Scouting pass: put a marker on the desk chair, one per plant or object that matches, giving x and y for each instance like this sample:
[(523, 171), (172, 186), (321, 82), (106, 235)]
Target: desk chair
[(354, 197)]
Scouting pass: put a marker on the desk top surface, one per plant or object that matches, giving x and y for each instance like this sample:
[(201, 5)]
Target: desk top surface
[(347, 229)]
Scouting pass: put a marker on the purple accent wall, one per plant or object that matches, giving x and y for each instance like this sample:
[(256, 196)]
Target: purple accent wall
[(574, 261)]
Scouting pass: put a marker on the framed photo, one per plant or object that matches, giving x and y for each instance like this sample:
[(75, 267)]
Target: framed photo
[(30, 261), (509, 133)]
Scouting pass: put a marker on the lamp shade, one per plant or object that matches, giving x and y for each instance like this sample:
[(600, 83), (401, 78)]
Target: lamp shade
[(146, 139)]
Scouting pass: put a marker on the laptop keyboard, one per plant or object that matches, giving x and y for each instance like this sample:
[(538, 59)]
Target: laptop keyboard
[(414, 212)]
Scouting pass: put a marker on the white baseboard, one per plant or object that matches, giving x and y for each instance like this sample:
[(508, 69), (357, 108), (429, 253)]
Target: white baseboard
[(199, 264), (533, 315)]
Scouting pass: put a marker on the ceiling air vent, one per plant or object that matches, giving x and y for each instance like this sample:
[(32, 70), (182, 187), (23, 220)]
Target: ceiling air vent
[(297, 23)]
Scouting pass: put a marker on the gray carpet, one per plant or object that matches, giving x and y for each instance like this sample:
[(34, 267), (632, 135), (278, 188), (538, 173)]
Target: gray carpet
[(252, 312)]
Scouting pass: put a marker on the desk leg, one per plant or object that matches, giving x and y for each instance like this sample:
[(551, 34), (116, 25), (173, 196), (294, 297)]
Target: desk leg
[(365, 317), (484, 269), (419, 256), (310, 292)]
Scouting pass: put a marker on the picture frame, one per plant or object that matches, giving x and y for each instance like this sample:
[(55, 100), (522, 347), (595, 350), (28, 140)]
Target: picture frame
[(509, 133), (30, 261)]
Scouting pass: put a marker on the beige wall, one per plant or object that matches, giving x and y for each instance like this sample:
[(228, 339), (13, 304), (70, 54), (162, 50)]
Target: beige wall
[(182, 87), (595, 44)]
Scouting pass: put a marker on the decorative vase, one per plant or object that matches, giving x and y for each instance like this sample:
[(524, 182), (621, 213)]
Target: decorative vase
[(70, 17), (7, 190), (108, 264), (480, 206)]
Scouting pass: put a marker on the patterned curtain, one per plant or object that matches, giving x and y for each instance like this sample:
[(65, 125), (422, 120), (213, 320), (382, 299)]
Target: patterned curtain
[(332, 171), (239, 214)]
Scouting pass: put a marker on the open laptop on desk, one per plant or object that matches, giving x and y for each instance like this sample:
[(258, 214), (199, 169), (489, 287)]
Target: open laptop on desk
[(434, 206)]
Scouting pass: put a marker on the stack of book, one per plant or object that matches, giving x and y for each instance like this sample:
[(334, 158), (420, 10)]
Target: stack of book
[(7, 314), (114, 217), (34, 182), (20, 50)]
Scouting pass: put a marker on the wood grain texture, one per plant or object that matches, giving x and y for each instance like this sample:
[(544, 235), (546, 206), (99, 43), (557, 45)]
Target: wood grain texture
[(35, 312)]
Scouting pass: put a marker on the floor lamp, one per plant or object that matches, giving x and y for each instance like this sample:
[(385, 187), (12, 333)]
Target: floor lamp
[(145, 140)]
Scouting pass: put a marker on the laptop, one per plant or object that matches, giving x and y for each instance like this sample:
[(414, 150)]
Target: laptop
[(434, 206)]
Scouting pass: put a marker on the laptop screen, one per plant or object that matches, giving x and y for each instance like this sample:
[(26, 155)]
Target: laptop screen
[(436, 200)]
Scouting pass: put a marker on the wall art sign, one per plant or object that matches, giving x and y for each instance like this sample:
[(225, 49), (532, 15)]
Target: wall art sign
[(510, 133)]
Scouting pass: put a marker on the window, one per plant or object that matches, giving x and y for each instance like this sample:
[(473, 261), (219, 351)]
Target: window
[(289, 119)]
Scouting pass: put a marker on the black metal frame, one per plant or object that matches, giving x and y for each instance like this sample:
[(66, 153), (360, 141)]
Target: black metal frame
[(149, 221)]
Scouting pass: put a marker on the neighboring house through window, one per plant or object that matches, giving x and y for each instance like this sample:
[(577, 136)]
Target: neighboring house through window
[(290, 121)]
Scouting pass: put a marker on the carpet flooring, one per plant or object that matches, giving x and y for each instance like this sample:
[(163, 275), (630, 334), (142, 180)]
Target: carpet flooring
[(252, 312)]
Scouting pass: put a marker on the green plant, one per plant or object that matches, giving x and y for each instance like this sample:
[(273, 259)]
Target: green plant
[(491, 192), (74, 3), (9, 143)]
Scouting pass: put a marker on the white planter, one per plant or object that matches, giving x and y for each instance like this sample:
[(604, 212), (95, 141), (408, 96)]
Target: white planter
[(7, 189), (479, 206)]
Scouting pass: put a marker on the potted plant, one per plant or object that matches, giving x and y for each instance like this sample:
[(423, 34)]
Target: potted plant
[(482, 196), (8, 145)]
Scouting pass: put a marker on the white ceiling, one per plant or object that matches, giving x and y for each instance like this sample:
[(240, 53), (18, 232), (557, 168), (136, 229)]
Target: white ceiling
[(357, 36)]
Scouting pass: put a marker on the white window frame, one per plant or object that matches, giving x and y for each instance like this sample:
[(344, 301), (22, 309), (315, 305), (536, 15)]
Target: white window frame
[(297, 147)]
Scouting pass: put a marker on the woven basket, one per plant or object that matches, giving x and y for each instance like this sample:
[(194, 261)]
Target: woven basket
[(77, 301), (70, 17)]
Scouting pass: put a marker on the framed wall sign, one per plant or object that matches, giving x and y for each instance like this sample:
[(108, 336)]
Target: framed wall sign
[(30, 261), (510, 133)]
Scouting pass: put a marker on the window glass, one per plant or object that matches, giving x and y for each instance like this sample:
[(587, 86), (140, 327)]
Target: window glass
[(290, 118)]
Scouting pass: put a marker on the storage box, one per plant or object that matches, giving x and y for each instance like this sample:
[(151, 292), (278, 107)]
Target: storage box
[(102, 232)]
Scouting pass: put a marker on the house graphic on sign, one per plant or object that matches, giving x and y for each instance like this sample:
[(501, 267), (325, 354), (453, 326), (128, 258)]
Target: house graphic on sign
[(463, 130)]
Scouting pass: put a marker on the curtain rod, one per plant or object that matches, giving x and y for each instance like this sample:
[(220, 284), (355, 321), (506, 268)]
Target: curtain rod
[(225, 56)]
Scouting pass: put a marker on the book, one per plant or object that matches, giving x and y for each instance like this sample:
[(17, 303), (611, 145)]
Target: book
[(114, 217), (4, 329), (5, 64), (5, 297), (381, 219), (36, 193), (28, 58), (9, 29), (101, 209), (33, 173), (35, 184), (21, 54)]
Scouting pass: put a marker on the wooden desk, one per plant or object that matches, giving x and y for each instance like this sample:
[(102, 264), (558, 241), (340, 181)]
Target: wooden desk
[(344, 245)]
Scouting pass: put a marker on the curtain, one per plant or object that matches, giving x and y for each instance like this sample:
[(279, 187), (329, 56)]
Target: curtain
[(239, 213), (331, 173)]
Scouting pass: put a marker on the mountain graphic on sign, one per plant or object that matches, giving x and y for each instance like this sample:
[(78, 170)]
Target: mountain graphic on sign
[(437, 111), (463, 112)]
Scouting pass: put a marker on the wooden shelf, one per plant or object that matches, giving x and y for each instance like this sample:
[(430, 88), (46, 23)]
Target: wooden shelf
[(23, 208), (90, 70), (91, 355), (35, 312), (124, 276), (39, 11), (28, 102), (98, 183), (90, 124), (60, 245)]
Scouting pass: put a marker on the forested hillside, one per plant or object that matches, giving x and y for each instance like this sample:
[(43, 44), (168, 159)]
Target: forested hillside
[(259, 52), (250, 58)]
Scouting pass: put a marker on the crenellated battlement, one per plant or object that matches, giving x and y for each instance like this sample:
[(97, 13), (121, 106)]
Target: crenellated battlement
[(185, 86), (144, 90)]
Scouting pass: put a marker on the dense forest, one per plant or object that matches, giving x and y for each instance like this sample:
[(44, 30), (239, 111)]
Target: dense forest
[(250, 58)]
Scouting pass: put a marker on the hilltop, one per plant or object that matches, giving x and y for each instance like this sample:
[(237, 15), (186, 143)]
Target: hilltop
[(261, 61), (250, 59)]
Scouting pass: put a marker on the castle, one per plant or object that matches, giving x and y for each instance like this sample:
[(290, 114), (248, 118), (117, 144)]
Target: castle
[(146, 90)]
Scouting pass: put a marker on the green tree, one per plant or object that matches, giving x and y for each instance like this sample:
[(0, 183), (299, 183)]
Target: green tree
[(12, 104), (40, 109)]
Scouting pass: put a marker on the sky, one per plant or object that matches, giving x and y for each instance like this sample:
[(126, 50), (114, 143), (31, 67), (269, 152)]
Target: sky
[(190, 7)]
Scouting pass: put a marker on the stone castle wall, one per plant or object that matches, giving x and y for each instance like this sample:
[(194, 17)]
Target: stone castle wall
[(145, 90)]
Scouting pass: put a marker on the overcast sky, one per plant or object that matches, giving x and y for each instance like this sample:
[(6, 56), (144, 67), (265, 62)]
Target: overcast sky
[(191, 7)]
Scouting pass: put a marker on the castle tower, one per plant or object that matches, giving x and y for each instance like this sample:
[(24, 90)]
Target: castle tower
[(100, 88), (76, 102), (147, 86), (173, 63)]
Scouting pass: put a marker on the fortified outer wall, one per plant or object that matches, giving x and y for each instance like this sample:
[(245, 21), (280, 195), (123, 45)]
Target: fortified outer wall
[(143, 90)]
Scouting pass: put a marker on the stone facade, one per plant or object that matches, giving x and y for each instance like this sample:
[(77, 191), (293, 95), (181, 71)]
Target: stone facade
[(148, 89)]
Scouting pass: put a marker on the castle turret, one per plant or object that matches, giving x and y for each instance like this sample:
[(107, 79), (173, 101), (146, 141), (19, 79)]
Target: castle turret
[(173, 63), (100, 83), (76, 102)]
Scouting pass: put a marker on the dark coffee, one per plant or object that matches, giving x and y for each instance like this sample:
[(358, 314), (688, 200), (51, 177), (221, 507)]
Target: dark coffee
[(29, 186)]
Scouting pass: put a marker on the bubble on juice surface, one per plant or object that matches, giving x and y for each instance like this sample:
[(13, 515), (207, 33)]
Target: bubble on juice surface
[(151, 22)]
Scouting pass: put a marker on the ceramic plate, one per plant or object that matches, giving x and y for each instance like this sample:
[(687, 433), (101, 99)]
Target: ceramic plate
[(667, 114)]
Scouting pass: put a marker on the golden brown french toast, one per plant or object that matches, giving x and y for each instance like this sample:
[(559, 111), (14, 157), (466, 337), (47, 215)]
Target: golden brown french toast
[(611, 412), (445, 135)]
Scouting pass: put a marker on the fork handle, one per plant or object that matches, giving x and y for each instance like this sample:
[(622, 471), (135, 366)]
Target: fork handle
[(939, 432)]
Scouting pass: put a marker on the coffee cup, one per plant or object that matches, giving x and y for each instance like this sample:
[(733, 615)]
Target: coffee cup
○ ○ ○ ○
Requirement -
Starting at the line that contains "Scouting pass: put a marker on the castle turret, one", copy each line exactly through the end of the listing above. Include that first line and the last one, and add nothing.

Right answer -
Scouting pass: put a marker on the castle turret, one per plant or object that matches, giving x and y for each instance like this sample:
[(107, 79), (173, 101), (146, 141), (19, 79)]
Target: castle turret
[(173, 63), (100, 83), (76, 102)]
Scouting pass: put a marker on the dark coffee, one per plant or object that matches, giving x and y for each instance like this sample:
[(358, 314), (688, 200), (51, 177), (221, 507)]
Target: dark coffee
[(29, 186)]
Scouting pass: put a marker on the bubble on juice surface, one per plant or object that matches, giving x and y for each instance like this sample:
[(13, 515), (207, 33)]
Target: bubble on juice surface
[(151, 22)]
Scouting pass: put a marker on the ceramic plate, one per plant or object that matches, giving x and y for each instance like this sample:
[(687, 433), (101, 99)]
Target: ceramic plate
[(667, 114)]
Scouting pass: put a marker on the golden brown french toast, one per plant or object that matches, giving x and y for each instance like this sample:
[(559, 111), (14, 157), (466, 337), (47, 215)]
Target: golden brown french toast
[(611, 412), (445, 135)]
Scouting pass: put a marker on the fork handle, one per plant or object that matches, giving x and y for each instance like this sample:
[(622, 471), (135, 366)]
Target: fork handle
[(939, 432)]
Scouting pass: put a marker on the coffee cup, one per plant or object that matches, giving x and y for each instance like this sample:
[(733, 615)]
Target: coffee cup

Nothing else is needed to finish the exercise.